- _TASK STATEMENT_
Print every record exactly.

- _ENTRIES PROVIDED_

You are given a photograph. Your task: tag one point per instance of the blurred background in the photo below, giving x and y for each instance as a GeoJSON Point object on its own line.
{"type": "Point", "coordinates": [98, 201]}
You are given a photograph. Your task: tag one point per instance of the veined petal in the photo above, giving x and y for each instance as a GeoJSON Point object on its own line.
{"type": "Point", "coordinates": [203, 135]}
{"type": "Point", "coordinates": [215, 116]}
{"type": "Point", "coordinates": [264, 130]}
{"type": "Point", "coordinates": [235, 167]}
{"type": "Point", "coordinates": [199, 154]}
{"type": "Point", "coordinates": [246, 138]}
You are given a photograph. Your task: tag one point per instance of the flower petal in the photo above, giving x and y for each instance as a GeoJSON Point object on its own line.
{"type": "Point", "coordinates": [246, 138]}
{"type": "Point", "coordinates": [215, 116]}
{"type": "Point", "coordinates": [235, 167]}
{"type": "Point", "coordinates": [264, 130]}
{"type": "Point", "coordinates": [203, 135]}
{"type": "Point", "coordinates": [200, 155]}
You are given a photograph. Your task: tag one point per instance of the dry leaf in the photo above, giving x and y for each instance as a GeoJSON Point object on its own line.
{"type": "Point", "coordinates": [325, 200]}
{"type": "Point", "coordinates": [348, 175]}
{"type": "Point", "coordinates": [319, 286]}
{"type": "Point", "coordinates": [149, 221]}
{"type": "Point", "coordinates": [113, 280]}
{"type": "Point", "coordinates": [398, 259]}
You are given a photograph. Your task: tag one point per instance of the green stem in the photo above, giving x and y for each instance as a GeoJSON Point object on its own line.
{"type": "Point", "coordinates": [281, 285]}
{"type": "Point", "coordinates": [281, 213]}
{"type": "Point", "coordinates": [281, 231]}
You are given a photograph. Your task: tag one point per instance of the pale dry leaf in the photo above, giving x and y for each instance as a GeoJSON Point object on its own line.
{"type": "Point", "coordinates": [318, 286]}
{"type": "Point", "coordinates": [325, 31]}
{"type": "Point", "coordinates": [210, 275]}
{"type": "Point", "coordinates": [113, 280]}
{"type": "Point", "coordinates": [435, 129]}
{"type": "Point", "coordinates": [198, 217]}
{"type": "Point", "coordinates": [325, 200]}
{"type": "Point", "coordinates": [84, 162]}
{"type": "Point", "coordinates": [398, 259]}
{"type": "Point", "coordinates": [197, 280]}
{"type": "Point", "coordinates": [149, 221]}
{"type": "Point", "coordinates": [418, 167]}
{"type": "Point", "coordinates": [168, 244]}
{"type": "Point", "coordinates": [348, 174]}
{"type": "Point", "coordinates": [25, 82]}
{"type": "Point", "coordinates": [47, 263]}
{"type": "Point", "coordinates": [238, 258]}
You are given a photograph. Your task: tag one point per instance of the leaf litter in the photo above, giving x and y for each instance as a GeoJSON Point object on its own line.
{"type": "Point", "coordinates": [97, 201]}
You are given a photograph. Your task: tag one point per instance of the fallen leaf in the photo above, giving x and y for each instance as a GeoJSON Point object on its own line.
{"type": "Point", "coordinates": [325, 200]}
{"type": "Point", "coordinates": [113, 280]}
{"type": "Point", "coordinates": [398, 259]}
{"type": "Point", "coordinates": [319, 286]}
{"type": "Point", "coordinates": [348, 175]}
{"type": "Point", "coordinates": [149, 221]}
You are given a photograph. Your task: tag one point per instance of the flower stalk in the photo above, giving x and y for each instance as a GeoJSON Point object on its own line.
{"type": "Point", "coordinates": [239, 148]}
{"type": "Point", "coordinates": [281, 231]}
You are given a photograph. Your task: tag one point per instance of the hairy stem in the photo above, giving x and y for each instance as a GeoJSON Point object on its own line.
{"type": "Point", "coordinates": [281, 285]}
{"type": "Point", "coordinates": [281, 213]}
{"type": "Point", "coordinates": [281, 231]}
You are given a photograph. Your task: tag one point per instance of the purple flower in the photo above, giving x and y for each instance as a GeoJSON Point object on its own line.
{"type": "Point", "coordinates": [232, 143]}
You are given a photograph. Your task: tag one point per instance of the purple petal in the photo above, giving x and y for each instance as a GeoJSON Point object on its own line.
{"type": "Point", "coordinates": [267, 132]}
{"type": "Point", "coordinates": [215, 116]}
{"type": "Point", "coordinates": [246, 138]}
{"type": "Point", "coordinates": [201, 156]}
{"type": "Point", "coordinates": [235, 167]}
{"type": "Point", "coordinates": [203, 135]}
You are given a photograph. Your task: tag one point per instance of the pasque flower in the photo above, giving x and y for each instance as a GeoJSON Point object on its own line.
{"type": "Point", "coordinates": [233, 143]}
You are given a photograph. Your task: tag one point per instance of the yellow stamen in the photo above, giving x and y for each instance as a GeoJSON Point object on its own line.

- _RESPONSE AREA_
You are given a photograph. Your task: tag one point per instance of the blurred background in the photo below, giving x and y for each instance as a GeoJSON Point object on its own line.
{"type": "Point", "coordinates": [98, 201]}
You are given a photograph. Your task: tag one point per instance of the veined petal in the photo above, giving x and y for each instance as a GeoJSON Point object on its own line.
{"type": "Point", "coordinates": [203, 135]}
{"type": "Point", "coordinates": [215, 116]}
{"type": "Point", "coordinates": [264, 130]}
{"type": "Point", "coordinates": [235, 167]}
{"type": "Point", "coordinates": [199, 154]}
{"type": "Point", "coordinates": [246, 138]}
You are given a photograph. Your task: tag one point per instance of the flower petal in the photo above, giving x and y for each instance as a GeoJSON Point object on its own line.
{"type": "Point", "coordinates": [246, 138]}
{"type": "Point", "coordinates": [215, 116]}
{"type": "Point", "coordinates": [235, 167]}
{"type": "Point", "coordinates": [264, 130]}
{"type": "Point", "coordinates": [203, 135]}
{"type": "Point", "coordinates": [200, 155]}
You are given a photograph. Your task: tag one point per instance of the dry leaf in the photo above, giving x and y for each instance as a GeoJSON Point object on its own line.
{"type": "Point", "coordinates": [325, 200]}
{"type": "Point", "coordinates": [348, 175]}
{"type": "Point", "coordinates": [319, 286]}
{"type": "Point", "coordinates": [149, 221]}
{"type": "Point", "coordinates": [113, 280]}
{"type": "Point", "coordinates": [398, 259]}
You are given a photograph. Your task: tag one point per instance of the green stem in the photo above, giving x and y for each instance as a GeoJSON Point object on its own line.
{"type": "Point", "coordinates": [281, 285]}
{"type": "Point", "coordinates": [281, 213]}
{"type": "Point", "coordinates": [281, 231]}
You are given a photograph. Your task: tag one point per instance of the pale dry leaf in the photo above, giving x and y for each instance as a GeoJSON Point object on its own line.
{"type": "Point", "coordinates": [318, 286]}
{"type": "Point", "coordinates": [325, 31]}
{"type": "Point", "coordinates": [210, 275]}
{"type": "Point", "coordinates": [113, 280]}
{"type": "Point", "coordinates": [435, 129]}
{"type": "Point", "coordinates": [198, 217]}
{"type": "Point", "coordinates": [325, 200]}
{"type": "Point", "coordinates": [84, 162]}
{"type": "Point", "coordinates": [398, 259]}
{"type": "Point", "coordinates": [197, 280]}
{"type": "Point", "coordinates": [149, 221]}
{"type": "Point", "coordinates": [418, 167]}
{"type": "Point", "coordinates": [168, 244]}
{"type": "Point", "coordinates": [348, 174]}
{"type": "Point", "coordinates": [25, 82]}
{"type": "Point", "coordinates": [47, 263]}
{"type": "Point", "coordinates": [238, 258]}
You are given a photograph. Your task: tag one point per instance of the leaf litter in the photo above, giving x and y for each instance as a GeoJSON Point object on its own line.
{"type": "Point", "coordinates": [97, 201]}
You are given a photograph. Your task: tag one point per instance of the fallen leaf in the photo above, giving x and y for each instance as a GeoJSON Point object on its own line.
{"type": "Point", "coordinates": [325, 200]}
{"type": "Point", "coordinates": [113, 280]}
{"type": "Point", "coordinates": [398, 259]}
{"type": "Point", "coordinates": [319, 286]}
{"type": "Point", "coordinates": [348, 175]}
{"type": "Point", "coordinates": [149, 221]}
You are given a photograph. Your task: tag one point per instance of the flower stalk in the photo above, giving x and y for each instance as a GeoJSON Point object on its own line.
{"type": "Point", "coordinates": [239, 148]}
{"type": "Point", "coordinates": [281, 231]}
You are given a photograph. Your task: tag one point per instance of the hairy stem in the photo above, giving x and y for each instance as a GeoJSON Point object on its own line.
{"type": "Point", "coordinates": [281, 285]}
{"type": "Point", "coordinates": [281, 213]}
{"type": "Point", "coordinates": [281, 231]}
You are given a photograph. Your task: tag one point per instance of the purple flower in the photo above, giving x and y for each instance as a GeoJSON Point object on its own line.
{"type": "Point", "coordinates": [232, 143]}
You are given a photograph. Your task: tag one point per instance of the purple petal in the photo above, giving x and y for each instance as a GeoJSON Point object on its own line.
{"type": "Point", "coordinates": [267, 132]}
{"type": "Point", "coordinates": [215, 116]}
{"type": "Point", "coordinates": [246, 138]}
{"type": "Point", "coordinates": [201, 156]}
{"type": "Point", "coordinates": [235, 167]}
{"type": "Point", "coordinates": [203, 135]}
You are given a photograph. Your task: tag one point per instance of the pasque flower in the photo above, giving x and y for each instance as a GeoJSON Point object on its own line.
{"type": "Point", "coordinates": [233, 143]}
You are given a photograph. Your task: tag one point per instance of the yellow stamen in the photo above, giving x and y for each instance as a GeoJSON Point object on its own line.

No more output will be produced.